Amerika Birleşik Devletleri, geçmişte İngiltere’ye bağlı 13 koloni (eyalet), bugün 50 eyaletle anılan dünyanın en güçlü devleti oldu ve 4 Temmuz 1776 tarihinde “Bağımsızlık Bildirgesi” ile bağımsızlığını kazandı. Günümüzde “demokrasinin kalesi” olarak kabul edilen ABD’de önceki başkan Donald Trump döneminde, kurumsallaşmış sistem ve demokratik değerler yoldan çıkma sürecine sokuldu; nepotizm, ciddiyetsizlik, devleti şirket gibi yönetmek, ırkçılık ve göçmen düşmanlığı, küresel iklim krizini önemsememek gibi olgular akılda kalan ilk defolardı ve bu süreçte ABD’de demokrasi rafa kaldırılma tehditiyle karşılaştı.

> [Ham Veriler]:
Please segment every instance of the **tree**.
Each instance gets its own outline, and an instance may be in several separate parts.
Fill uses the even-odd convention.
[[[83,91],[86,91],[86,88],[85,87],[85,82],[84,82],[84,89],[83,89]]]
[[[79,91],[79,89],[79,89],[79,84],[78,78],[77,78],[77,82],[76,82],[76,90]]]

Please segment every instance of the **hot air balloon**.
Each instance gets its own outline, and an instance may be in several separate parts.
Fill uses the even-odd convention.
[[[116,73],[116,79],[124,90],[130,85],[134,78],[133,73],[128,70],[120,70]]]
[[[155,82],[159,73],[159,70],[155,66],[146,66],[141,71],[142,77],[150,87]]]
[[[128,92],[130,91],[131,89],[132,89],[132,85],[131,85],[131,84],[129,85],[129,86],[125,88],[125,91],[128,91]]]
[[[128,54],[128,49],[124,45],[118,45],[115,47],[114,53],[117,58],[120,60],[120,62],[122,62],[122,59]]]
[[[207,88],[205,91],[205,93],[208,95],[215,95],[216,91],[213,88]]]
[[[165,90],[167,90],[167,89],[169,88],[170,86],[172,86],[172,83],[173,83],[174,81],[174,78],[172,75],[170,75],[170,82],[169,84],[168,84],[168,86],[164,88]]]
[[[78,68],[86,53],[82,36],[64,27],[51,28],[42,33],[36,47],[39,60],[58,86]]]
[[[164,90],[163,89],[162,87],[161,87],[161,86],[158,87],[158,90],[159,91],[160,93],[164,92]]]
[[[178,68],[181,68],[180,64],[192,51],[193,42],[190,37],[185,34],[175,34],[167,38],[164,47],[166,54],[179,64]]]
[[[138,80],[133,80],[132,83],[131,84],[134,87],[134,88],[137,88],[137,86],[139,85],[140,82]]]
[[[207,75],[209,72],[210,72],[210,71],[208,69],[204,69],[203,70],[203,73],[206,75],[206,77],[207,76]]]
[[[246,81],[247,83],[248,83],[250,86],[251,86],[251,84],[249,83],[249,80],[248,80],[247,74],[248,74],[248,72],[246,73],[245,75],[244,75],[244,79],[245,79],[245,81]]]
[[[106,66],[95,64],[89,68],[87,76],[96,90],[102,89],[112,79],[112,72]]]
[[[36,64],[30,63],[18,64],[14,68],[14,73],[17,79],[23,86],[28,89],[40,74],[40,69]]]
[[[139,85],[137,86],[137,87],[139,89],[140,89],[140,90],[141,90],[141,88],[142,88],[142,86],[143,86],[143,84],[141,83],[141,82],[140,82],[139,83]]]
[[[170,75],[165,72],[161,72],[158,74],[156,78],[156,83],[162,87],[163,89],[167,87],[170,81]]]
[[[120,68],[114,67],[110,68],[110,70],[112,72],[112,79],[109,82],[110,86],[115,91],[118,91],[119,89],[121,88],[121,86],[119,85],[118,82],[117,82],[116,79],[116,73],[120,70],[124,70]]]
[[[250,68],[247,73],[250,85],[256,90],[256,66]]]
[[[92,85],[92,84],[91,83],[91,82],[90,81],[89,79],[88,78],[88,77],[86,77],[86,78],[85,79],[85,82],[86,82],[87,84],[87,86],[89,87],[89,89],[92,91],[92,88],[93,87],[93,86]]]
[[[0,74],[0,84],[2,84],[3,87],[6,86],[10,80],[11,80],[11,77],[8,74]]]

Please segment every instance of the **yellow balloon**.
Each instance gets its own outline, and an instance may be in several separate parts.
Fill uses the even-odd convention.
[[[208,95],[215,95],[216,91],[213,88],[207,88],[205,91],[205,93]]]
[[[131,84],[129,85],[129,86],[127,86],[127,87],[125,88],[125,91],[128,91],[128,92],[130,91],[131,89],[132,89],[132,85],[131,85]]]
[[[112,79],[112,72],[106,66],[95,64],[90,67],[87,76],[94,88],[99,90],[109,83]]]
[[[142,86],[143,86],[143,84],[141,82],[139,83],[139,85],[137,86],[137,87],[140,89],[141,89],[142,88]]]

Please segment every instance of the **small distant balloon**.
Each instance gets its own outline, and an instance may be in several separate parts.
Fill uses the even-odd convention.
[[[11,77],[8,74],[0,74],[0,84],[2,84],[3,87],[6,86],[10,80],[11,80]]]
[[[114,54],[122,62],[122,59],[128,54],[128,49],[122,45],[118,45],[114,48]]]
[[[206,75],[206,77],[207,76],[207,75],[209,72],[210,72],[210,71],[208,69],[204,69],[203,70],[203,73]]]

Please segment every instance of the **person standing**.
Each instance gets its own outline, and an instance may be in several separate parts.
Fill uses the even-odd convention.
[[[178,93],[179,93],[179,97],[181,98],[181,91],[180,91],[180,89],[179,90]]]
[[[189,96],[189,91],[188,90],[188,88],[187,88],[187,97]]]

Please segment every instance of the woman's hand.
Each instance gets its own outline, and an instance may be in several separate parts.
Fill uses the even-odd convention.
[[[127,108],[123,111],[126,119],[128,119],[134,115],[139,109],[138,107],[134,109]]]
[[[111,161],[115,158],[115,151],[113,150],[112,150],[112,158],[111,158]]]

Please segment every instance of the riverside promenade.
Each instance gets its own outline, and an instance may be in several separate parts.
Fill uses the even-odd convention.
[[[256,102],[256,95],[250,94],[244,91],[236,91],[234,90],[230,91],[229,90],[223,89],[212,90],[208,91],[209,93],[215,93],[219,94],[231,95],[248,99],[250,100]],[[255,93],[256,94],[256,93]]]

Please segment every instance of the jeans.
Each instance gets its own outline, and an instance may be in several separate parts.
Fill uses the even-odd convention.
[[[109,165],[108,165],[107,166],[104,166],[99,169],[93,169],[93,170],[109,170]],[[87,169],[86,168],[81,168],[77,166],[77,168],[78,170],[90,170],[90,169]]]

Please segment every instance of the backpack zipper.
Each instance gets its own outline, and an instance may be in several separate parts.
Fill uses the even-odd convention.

> [Anladıklarınızı Sınayın]:
a) ABD hakkındaki metinde Trump döneminin akılda kalan ilk defoları olarak virgüllerle ayrılıp sıralanan olguların hepsini yazın.
b) ABD hakkındaki metinden "Amerika Birleşik Devletleri, geçmişte" sözcüklerinden başlayıp "kaldırılma tehditiyle karşılaştı." sözcükleri de dahil olmak üzere o noktaya kadar uzanan bölümü değiştirmeden çıkarın.
c) ABD hakkındaki metni son cümlesinden sonra devam ettirin.

> [Yanıtlar]:
a) nepotizm; ciddiyetsizlik; devleti şirket gibi yönetmek; ırkçılık ve göçmen düşmanlığı; küresel iklim krizini önemsememek

b)
Amerika Birleşik Devletleri, geçmişte İngiltere’ye bağlı 13 koloni (eyalet), bugün 50 eyaletle anılan dünyanın en güçlü devleti oldu ve 4 Temmuz 1776 tarihinde “Bağımsızlık Bildirgesi” ile bağımsızlığını kazandı. Günümüzde “demokrasinin kalesi” olarak kabul edilen ABD’de önceki başkan Donald Trump döneminde, kurumsallaşmış sistem ve demokratik değerler yoldan çıkma sürecine sokuldu; nepotizm, ciddiyetsizlik, devleti şirket gibi yönetmek, ırkçılık ve göçmen düşmanlığı, küresel iklim krizini önemsememek gibi olgular akılda kalan ilk defolardı ve bu süreçte ABD’de demokrasi rafa kaldırılma tehditiyle karşılaştı.

c)
Donald Trump, ilk başkanlık dönemi sonunda 2020’de yapılan başkanlık seçimlerini kaybetti. Bu süreci olgunlukla karşılamayıp, oylarının çalındığı iddiasını canlı tutarak taraftarlarını sokağa döktü ve geçtiğimiz yıl 6 Ocak’ta, bir aksiyon filminin sahnesi gibi Amerikan Kongre Binası Trump taraftarlarınca basıldı, ölen ve yaralanan insanlar oldu.
“Don’t Look Up”, aslında politik hiciv sanatını da kullanarak Amerika gibi güçlü gelenekleri
olan bir ülkenin, eski Başkan Donald Trump tarafından nasıl yoldan çıkarıldığına ilişkin politik bir hiciv olarak okunabilecek bir film ve giderek bu vurdumduymazlığın, aymazlığın bütün dünyaya yayılma riskini de sinema sanatın yaratıcılığını kullanarak yansıtan nitelikli bir ürün olarak öne çıkıyor.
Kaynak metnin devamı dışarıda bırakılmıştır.